Your task: Rewrite the lines from the line with "Pin each instance of the brick wall" to the line with "column 75, row 191" in the rows below as a Markdown table with the columns No. and Line, numbering each line and omitting blank lines.

(Stored records)
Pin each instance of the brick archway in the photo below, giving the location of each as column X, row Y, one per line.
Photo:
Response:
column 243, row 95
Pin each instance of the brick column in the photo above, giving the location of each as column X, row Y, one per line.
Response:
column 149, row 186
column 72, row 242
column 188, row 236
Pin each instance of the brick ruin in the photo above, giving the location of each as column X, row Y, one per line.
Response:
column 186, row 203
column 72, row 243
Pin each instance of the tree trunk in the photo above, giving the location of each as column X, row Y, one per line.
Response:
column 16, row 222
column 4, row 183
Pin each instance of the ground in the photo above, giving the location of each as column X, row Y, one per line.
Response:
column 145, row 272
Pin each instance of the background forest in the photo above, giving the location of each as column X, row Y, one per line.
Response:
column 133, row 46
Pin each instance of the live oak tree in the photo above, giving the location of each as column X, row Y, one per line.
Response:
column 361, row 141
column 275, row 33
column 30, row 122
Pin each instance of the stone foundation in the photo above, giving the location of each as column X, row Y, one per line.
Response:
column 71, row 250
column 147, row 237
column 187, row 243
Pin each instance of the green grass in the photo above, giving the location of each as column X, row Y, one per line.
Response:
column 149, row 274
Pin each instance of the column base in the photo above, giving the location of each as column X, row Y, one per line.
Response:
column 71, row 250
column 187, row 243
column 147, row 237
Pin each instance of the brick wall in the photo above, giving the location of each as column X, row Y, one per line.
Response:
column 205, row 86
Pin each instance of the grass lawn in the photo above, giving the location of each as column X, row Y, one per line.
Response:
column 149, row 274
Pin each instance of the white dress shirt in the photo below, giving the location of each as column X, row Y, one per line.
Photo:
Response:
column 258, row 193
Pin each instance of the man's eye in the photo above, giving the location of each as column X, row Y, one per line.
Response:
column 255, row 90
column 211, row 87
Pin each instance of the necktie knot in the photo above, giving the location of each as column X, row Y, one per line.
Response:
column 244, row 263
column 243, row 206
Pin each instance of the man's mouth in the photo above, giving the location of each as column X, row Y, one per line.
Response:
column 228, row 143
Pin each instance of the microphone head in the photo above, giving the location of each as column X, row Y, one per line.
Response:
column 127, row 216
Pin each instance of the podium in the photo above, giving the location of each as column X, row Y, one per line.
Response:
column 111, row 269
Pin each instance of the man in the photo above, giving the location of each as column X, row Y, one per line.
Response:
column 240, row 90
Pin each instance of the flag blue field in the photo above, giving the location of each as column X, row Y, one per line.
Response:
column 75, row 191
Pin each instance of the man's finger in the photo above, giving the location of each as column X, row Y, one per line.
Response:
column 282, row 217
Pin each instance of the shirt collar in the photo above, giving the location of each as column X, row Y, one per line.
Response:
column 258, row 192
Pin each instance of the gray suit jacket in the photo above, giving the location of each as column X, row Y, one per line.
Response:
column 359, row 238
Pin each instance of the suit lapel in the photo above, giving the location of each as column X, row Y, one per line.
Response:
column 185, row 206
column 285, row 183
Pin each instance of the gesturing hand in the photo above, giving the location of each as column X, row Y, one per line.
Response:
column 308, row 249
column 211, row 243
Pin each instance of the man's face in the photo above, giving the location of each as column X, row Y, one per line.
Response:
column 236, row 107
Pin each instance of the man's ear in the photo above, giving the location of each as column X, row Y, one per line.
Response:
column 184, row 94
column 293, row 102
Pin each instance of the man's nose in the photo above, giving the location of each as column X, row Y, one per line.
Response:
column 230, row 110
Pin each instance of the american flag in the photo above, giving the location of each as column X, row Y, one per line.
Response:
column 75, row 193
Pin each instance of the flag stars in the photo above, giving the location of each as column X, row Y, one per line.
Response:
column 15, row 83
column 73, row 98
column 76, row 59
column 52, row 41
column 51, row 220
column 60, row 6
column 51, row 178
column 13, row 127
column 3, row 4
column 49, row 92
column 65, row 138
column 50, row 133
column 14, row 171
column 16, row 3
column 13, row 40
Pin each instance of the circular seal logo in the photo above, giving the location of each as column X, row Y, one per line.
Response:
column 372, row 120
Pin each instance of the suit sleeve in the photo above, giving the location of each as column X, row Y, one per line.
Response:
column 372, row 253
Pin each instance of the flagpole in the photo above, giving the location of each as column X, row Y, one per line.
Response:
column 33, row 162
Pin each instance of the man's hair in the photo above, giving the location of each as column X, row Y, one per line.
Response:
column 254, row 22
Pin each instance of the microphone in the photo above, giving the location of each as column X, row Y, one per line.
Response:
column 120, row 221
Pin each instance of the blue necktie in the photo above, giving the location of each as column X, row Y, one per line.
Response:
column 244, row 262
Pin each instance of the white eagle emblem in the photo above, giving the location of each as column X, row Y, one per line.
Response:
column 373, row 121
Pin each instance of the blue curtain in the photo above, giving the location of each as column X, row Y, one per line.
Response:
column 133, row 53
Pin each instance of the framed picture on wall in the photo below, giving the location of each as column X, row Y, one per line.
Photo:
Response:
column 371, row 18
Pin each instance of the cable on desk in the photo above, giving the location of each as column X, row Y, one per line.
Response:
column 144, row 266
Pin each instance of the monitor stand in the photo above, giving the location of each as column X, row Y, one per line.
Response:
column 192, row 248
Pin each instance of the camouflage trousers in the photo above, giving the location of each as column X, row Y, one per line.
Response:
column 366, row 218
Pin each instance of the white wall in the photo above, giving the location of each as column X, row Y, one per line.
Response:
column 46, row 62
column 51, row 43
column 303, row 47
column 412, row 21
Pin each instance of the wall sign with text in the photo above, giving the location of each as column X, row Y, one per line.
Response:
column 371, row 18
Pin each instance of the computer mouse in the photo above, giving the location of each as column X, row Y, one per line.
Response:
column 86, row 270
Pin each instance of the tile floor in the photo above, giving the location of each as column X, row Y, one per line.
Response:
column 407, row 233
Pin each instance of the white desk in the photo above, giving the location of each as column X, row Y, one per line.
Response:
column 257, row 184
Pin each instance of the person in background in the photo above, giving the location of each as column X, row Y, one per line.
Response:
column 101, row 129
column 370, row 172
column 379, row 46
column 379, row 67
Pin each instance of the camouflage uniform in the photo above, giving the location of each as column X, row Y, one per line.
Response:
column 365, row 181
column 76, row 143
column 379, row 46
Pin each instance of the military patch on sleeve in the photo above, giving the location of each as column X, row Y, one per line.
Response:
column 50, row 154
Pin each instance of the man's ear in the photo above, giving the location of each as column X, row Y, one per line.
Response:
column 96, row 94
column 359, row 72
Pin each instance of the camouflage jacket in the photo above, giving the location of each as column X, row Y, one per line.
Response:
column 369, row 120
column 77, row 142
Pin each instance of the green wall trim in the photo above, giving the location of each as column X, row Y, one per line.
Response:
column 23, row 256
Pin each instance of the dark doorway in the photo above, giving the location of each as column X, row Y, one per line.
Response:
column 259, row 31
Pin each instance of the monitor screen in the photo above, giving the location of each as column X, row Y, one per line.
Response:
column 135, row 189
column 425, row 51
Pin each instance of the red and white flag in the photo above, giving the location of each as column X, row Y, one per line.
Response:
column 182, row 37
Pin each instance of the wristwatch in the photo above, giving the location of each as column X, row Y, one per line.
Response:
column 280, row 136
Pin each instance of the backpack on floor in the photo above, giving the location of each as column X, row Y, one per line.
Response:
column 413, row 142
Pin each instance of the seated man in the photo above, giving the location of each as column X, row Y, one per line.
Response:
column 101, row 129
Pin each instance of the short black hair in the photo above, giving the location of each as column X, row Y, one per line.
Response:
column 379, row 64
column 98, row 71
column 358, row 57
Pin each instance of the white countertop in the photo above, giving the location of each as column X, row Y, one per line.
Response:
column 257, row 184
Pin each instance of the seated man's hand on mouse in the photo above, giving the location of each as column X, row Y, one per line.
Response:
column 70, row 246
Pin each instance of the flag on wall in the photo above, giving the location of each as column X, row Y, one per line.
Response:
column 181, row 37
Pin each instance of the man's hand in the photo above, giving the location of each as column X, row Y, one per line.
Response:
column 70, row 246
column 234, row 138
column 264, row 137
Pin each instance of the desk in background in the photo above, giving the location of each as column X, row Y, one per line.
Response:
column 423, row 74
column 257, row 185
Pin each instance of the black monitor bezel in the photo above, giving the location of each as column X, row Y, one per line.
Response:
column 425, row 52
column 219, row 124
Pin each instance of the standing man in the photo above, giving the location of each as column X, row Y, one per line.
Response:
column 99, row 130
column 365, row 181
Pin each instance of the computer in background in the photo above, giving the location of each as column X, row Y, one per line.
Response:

Problem solution:
| No. | Line |
|---|---|
| 1 | Pin each instance of the brick wall in the photo above, giving the location of each as column X, row Y, one per line. |
| 2 | Response: |
| 3 | column 205, row 86 |
| 4 | Pin each instance of the grass lawn in the photo above, giving the location of each as column X, row Y, one per line. |
| 5 | Response: |
| 6 | column 149, row 274 |
| 7 | Pin each instance of the white dress shirt in the photo below, giving the location of each as column X, row Y, one per line. |
| 8 | Photo: |
| 9 | Response: |
| 10 | column 258, row 193 |
| 11 | Pin each instance of the man's eye in the photo above, giving the location of each as column X, row Y, one per line. |
| 12 | Response: |
| 13 | column 255, row 90 |
| 14 | column 211, row 87 |
| 15 | Pin each instance of the necktie knot in the photo above, giving the location of each as column X, row Y, one per line. |
| 16 | Response: |
| 17 | column 244, row 263 |
| 18 | column 243, row 206 |
| 19 | Pin each instance of the man's mouth in the photo above, giving the location of each as column X, row Y, one per line. |
| 20 | Response: |
| 21 | column 228, row 143 |
| 22 | Pin each instance of the microphone head in the photo above, giving the location of each as column X, row Y, one per line. |
| 23 | Response: |
| 24 | column 127, row 216 |
| 25 | Pin each instance of the podium in the photo above, giving the location of each as column X, row Y, one per line. |
| 26 | Response: |
| 27 | column 111, row 269 |
| 28 | Pin each instance of the man in the photo above, giving the location of each as column X, row Y, one per line. |
| 29 | Response: |
| 30 | column 240, row 90 |
| 31 | Pin each instance of the flag blue field in the photo above, giving the location of each as column X, row Y, one per line. |
| 32 | Response: |
| 33 | column 75, row 191 |